* BRIEF 1:
Answer these from the passage on digital partnering, one line each, marked to match:
(a) At least how many more months did the airline say it would need to get the integration done?
(b) According to the passage, what do customers do with their best experience in any industry?
(c) What are smart businesses increasingly turning to in order to sidestep the integration challenge?
* BRIEF 2: Rewrite the passage on digital partnering starting at "Let’s illustrate the" and ending at "their customers better.", swapping "alliance program" for "partner network".
* BRIEF 3: Write the next part of the passage on digital partnering, picking up after its final sentence.

* EXCERPT TO READ:

■ ■ ■ ■ ■

How is digital technology and the process of digitalisation affecting the partnering landscape? In simple terms the impact is profound.
Let’s illustrate the point with a personal example.
Recently, a requested upgrade to an airline ticket using points lead only to disappointment. These points were on another airline but both belong to the same airline alliance program.
The feedback was that it couldn’t be done as the airline’s systems have not been integrated with the alliance program. Furthermore it would take at least another 18 months to get this done, even though the airline joined the alliance program more than a year ago.
Stories like this are sadly commonplace in almost all industries. As a result companies are winning or losing business based on their ability to serve their customers better.
The reality of the digital economy is that customers take their best experience in any industry and apply it to all industries.
Such moments of truth are increasingly impacted not just by how easily the customer interacts with your business but also by their experiences of other interactions in the broader ecosystem of partnerships.
How does a business easily and quickly tap into a broader ecosystem of partnerships? Why does it take an airline more than two years to integrate its systems to enable something as simple as allowing a loyal customer to upgrade using points from another airline?
The reason is complexity. Many businesses have layers of legacy systems interconnected with a patchwork of code that is often poorly documented.
Connecting these systems of records is a big challenge – and it’s an even bigger challenge integrating with the systems from external partners? Smart businesses are increasingly turning to APIs to sidestep the integration challenge.

■ ■ ■ ■ ■

* DATA SECTION:
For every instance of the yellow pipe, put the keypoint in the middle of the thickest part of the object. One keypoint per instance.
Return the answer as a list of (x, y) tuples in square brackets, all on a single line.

■ ■ ■ ■ ■

* ANSWER 1:
(a) At least another 18 months.
(b) They apply it to all industries.
(c) APIs.

* ANSWER 2:
Let’s illustrate the point with a personal example.
Recently, a requested upgrade to an airline ticket using points lead only to disappointment. These points were on another airline but both belong to the same airline partner network.
The feedback was that it couldn’t be done as the airline’s systems have not been integrated with the partner network. Furthermore it would take at least another 18 months to get this done, even though the airline joined the partner network more than a year ago.
Stories like this are sadly commonplace in almost all industries. As a result companies are winning or losing business based on their ability to serve their customers better.

* ANSWER 3:
APIs (Application Programming Interfaces) have been around for a long time, but recent innovations around web APIs pioneered by digital natives such as Amazon, Facebook and Twitter are now being widely adopted by businesses to accelerate digital transformation.
Take Walgreens – a 114 year-old pharmacy in the United States. They use web-based APIs to enable a digital ecosystem of partners that drive customers to Walgreens stores.
Enabling these digital channels through a self-service portal and an API program saves Walgreens the time and trouble of having to integrate with each partner. Partners can be on-boarded in weeks instead of months or years.
Returning to airlines, Transavia, a subsidiary of AirFrance, KLM Group is a great example of what the future of a “digital airline” ought to look like.
Transavia’s vision is to be Europe’s best digital airline and they have chosen to layer an API platform on top of their system of records to speed up their digital transformation.
The company is leveraging APIs to extend the airline’s digital ecosystem. Initially, the airline’s new API-based digital infrastructure will open up its backend information technology system as modern APIs so it can securely share Transavia data with business partners.
This will give its partners the opportunity to build a variety of mobile apps that incorporate real-time information about seat availability and pricing on its flights. In the future, Transavia is planning to develop an internal API infrastructure to streamline data sharing and create new efficiencies between its enterprise IT divisions.
It’s also encouraging the independent developer community to embrace its APIs to build more Transavia-powered apps.
Businesses like Transavia will prosper in the digital age. Businesses that refuse to adapt to the reality of new digital ecosystem will be rapidly taken back up the food chain, and the predators won’t wait 18 months to begin.